EXERCISE: Copy out everything from the line containing "Q: Pick out each instance of the red-leaved" down to the end of the listing, swapping "shrub" for "bush" and leaving all else unchanged.

ENTRIES SHOWN:

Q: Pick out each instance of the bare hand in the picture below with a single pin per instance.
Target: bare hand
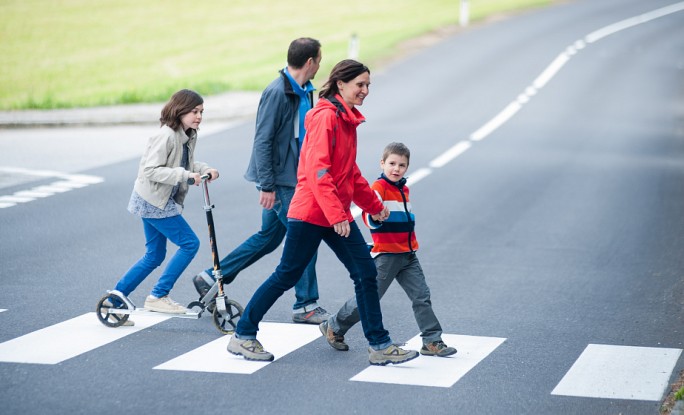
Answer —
(267, 199)
(343, 229)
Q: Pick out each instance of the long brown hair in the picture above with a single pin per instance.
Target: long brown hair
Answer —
(344, 71)
(181, 103)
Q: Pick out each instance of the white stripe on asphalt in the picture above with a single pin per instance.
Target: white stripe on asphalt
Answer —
(619, 372)
(277, 338)
(69, 339)
(434, 371)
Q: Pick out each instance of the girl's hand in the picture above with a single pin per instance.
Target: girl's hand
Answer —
(343, 229)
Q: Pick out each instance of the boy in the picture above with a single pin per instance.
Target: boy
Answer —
(394, 250)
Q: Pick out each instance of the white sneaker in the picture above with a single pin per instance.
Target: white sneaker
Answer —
(164, 305)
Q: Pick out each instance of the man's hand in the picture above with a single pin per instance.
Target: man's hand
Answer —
(267, 199)
(343, 229)
(379, 217)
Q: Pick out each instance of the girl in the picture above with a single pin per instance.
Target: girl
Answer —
(158, 195)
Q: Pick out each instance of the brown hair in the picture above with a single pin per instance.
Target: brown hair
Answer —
(344, 71)
(181, 103)
(396, 148)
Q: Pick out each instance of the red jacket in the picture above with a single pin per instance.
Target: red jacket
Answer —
(328, 179)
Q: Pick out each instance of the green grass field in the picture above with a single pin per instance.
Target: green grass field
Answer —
(82, 53)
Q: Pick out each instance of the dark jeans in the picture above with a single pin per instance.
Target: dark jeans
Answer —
(301, 243)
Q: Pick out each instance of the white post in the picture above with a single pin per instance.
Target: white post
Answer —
(464, 14)
(354, 47)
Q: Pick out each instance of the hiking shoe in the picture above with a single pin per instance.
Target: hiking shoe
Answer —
(250, 349)
(164, 305)
(438, 349)
(392, 354)
(336, 341)
(114, 318)
(201, 284)
(316, 316)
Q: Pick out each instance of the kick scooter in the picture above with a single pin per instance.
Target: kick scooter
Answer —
(114, 308)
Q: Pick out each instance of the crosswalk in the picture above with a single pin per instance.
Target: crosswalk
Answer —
(601, 371)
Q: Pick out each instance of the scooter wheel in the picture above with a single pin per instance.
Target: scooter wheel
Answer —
(106, 310)
(227, 323)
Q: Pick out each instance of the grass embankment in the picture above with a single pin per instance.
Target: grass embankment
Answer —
(80, 53)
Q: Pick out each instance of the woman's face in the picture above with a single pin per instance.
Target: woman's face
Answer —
(193, 118)
(355, 91)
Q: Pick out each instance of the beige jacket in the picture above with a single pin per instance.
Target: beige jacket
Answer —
(160, 167)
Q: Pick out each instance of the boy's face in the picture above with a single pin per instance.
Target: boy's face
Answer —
(394, 167)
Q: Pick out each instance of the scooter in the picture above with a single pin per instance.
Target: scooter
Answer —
(114, 308)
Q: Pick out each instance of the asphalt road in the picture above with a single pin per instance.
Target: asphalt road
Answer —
(555, 224)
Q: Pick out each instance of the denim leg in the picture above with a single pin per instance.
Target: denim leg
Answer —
(301, 243)
(353, 252)
(155, 244)
(412, 280)
(255, 247)
(348, 314)
(177, 230)
(306, 289)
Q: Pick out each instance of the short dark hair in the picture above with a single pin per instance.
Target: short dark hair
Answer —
(301, 50)
(396, 148)
(344, 71)
(181, 103)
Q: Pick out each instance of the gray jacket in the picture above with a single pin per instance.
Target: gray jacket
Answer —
(160, 167)
(275, 153)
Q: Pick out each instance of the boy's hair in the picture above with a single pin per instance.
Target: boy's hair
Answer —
(301, 50)
(181, 103)
(396, 148)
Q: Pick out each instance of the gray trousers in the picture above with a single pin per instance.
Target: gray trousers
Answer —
(406, 269)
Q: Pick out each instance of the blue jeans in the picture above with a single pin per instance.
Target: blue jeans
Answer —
(301, 243)
(272, 233)
(157, 231)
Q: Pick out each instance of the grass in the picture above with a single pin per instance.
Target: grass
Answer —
(80, 53)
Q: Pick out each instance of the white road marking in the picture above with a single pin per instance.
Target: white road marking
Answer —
(67, 182)
(434, 371)
(69, 339)
(619, 372)
(277, 338)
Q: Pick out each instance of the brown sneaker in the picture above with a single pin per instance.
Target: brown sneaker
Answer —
(438, 349)
(336, 341)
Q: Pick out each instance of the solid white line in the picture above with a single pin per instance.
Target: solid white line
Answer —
(619, 372)
(455, 151)
(278, 338)
(434, 371)
(69, 339)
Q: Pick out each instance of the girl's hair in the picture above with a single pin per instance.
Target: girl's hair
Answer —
(396, 148)
(344, 71)
(181, 103)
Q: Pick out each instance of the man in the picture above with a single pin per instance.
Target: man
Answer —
(273, 167)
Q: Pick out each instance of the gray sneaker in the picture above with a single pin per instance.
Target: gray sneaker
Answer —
(315, 316)
(249, 349)
(392, 354)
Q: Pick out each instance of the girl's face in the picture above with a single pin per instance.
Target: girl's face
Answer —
(193, 118)
(355, 91)
(394, 167)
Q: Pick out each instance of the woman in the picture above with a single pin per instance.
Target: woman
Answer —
(328, 181)
(158, 195)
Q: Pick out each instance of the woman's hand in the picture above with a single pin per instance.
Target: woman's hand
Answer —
(343, 229)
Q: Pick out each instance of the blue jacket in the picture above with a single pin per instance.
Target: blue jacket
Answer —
(275, 153)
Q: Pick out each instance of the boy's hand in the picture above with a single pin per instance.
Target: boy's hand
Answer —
(343, 229)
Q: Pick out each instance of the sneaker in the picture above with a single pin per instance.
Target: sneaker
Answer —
(114, 318)
(164, 305)
(201, 284)
(316, 316)
(336, 341)
(392, 354)
(250, 349)
(438, 349)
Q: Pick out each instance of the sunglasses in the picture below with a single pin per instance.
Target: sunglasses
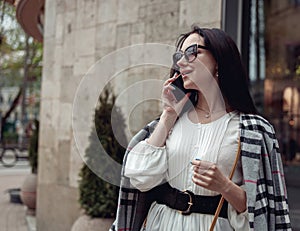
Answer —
(190, 54)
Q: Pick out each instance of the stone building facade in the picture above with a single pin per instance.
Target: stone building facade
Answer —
(77, 34)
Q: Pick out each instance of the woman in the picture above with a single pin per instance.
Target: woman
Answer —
(195, 150)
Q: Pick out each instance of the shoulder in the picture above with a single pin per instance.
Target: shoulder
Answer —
(256, 123)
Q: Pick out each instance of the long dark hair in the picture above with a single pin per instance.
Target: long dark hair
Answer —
(233, 81)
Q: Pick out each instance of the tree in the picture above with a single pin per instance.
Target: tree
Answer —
(97, 197)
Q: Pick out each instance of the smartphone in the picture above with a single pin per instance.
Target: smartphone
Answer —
(179, 91)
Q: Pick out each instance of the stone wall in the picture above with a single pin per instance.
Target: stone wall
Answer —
(77, 35)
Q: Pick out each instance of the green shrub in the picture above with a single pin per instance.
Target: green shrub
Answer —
(33, 147)
(97, 197)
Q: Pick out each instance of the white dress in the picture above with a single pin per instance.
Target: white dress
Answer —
(148, 165)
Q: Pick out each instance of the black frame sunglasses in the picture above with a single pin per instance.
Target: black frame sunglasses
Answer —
(190, 54)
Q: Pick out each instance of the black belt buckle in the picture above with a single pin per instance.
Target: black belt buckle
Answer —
(190, 203)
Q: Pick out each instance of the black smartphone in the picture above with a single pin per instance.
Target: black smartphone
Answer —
(179, 91)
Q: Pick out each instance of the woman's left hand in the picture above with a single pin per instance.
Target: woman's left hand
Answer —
(207, 175)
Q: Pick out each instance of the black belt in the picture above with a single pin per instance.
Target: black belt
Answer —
(186, 202)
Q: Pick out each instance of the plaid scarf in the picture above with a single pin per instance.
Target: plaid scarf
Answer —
(263, 178)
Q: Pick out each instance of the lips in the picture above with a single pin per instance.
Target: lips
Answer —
(185, 73)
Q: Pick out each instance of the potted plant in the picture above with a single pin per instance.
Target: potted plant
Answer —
(29, 187)
(98, 198)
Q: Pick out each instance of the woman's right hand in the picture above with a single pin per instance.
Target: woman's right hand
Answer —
(171, 110)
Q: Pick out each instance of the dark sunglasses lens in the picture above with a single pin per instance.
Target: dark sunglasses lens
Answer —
(176, 57)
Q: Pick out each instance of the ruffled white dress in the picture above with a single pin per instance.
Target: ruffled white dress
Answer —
(148, 165)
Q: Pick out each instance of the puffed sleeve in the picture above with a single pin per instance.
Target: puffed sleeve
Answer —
(146, 166)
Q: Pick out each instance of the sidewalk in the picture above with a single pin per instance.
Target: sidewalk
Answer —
(13, 216)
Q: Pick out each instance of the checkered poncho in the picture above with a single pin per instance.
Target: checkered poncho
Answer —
(263, 179)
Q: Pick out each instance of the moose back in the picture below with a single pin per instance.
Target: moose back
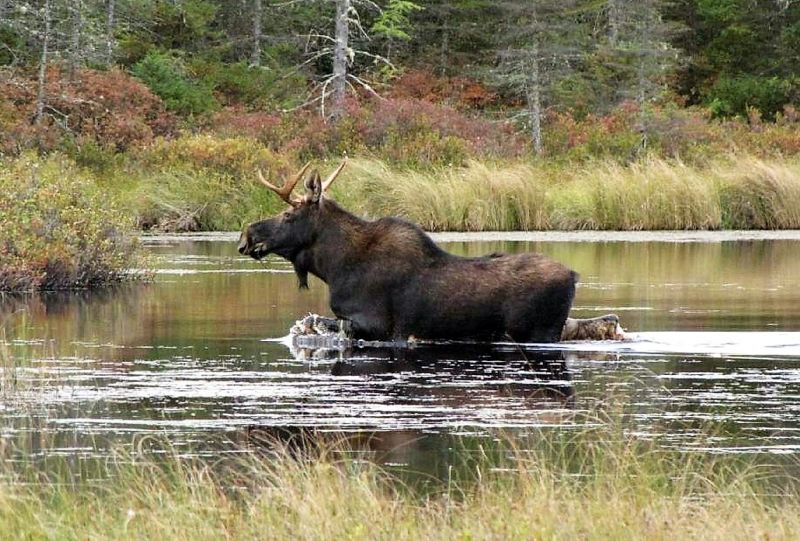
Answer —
(390, 281)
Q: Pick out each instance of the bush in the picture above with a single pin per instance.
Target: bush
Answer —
(253, 87)
(167, 77)
(59, 230)
(733, 96)
(109, 109)
(407, 132)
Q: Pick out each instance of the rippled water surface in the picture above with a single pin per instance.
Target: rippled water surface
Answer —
(196, 356)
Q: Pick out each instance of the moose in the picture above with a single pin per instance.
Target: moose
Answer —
(388, 280)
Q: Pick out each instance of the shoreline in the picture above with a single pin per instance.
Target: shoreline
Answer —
(697, 236)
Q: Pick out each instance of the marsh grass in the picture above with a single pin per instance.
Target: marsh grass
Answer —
(652, 194)
(208, 183)
(598, 483)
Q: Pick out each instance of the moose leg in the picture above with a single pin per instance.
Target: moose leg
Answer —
(596, 328)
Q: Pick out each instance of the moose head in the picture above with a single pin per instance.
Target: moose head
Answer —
(294, 229)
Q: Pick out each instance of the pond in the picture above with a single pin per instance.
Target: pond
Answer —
(196, 356)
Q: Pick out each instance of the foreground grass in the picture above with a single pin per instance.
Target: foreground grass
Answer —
(594, 485)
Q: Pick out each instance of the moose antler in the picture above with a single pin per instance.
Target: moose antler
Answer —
(286, 190)
(332, 177)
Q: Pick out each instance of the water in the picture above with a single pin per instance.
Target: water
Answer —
(195, 356)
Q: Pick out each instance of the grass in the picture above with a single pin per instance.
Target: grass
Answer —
(653, 194)
(60, 230)
(201, 182)
(596, 484)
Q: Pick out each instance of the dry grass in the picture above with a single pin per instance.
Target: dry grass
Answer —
(730, 193)
(601, 484)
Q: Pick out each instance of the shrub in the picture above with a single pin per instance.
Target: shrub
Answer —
(407, 132)
(201, 182)
(59, 230)
(109, 109)
(253, 87)
(167, 77)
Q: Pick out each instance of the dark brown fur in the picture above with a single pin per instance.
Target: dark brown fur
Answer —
(391, 281)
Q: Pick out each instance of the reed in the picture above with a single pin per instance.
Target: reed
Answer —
(602, 483)
(652, 194)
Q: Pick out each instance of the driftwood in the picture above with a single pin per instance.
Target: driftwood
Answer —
(315, 332)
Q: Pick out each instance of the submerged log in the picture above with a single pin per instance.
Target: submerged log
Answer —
(315, 332)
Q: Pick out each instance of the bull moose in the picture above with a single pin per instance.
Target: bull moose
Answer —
(389, 280)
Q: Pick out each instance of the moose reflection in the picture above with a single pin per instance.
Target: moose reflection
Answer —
(388, 280)
(536, 383)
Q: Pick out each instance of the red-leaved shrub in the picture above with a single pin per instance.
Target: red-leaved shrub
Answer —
(110, 108)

SOLUTION FOR THIS EXERCISE:
Q: Pick out each instance of the red-leaved bush in the picture above with a single pin per instance.
Target: red-leaved bush
Answer —
(110, 108)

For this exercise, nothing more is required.